__TAREFA A REALIZAR__
Responda às perguntas seguintes com base no texto sobre o Parlamento Europeu.
1. Quando deverão arrancar as negociações?
2. Com que grupo poderá o ECR formar uma "super coligação" na próxima legislatura?
3. Quais são as únicas matérias que separam esses dois grupos?

__DOCUMENTO DE ORIGEM__
Meloni, Orbán e Le Pen decidem futuro do Parlamento Europeu
As negociações só deverão arrancar quando forem divulgados os resultados eleitorais de domingo, mas Orbán, Meloni e Le Pen já preparam caminho em Estrasburgo.
A poucos dias das eleições europeias, e a meses da eleição do próximo presidente da Comissão e Conselho Europeu, a direita radical e extrema-direita tornaram-se numa peça-chave para o futuro em Estrasburgo. No Parlamento Europeu, os liberais lutam para segurar o lugar de terceira força política face às sondagens que sugerem uma ultrapassagem dos Conservadores e Reformistas Europeus (ECR), mas a principal preocupação dos eurodeputados centra-se na possibilidade de o ECR formar uma “super coligação” com o Identidade e Democracia (ID), na próxima legislatura. A fusão colocaria a extrema-direita como segunda força política, destronando os Socialistas Europeus (PSE). As únicas matérias que os separam são o grau de euroceticismo e a posição em relação à invasão da Rússia à Ucrânia, mas Viktor Orbán quer garantir que esse casamento acontece, e que dessa união surge espaço na bancada no parlamento para o partido se sentar.

__DADOS FORNECIDOS__
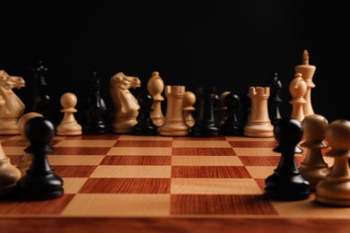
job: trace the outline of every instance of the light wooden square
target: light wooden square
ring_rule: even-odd
[[[48,155],[51,165],[99,165],[104,155]]]
[[[172,156],[172,166],[243,166],[237,156]]]
[[[76,194],[63,216],[166,217],[170,216],[170,194]],[[116,229],[118,231],[118,229]]]
[[[112,147],[117,140],[63,140],[55,147]]]
[[[246,166],[246,169],[253,178],[262,178],[265,179],[274,173],[274,170],[276,168],[275,166]]]
[[[261,194],[249,178],[172,178],[172,194]]]
[[[272,151],[272,148],[239,148],[234,147],[233,151],[238,156],[281,156]]]
[[[169,178],[171,166],[99,166],[91,177]]]
[[[82,188],[83,184],[85,184],[88,178],[68,178],[63,177],[63,187],[65,189],[65,194],[77,194]]]
[[[226,141],[173,141],[172,147],[231,148]]]
[[[107,155],[171,156],[171,147],[112,147]]]

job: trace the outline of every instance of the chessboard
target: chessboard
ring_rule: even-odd
[[[26,145],[1,136],[13,165]],[[1,232],[310,232],[350,228],[350,208],[272,201],[265,179],[280,154],[274,138],[55,136],[48,155],[65,194],[0,200]],[[295,155],[298,166],[305,151]],[[324,158],[331,166],[332,159]]]

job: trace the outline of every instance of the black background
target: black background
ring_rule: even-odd
[[[73,2],[73,1],[72,1]],[[214,86],[217,93],[266,85],[274,73],[283,82],[281,111],[289,116],[290,81],[303,49],[316,65],[315,113],[329,122],[350,119],[349,4],[346,1],[118,1],[73,4],[1,5],[0,69],[22,76],[13,91],[31,111],[30,67],[41,59],[51,98],[49,117],[62,118],[60,96],[77,95],[83,119],[87,79],[96,71],[109,111],[109,78],[118,72],[140,78],[153,71],[165,85]],[[163,103],[165,109],[166,102]],[[165,115],[165,111],[164,111]]]

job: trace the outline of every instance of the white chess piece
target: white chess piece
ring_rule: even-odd
[[[249,137],[273,137],[274,126],[268,116],[267,99],[269,87],[249,87],[251,114],[244,127],[244,135]]]
[[[62,136],[81,135],[82,125],[75,120],[74,113],[77,110],[74,108],[77,104],[76,96],[74,93],[66,92],[61,96],[60,99],[63,109],[64,117],[61,123],[57,126],[57,134]]]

__EXERCÍCIO RESOLVIDO__
1. Quando forem divulgados os resultados eleitorais de domingo.
2. Com o Identidade e Democracia (ID).
3. O grau de euroceticismo e a posição em relação à invasão da Rússia à Ucrânia.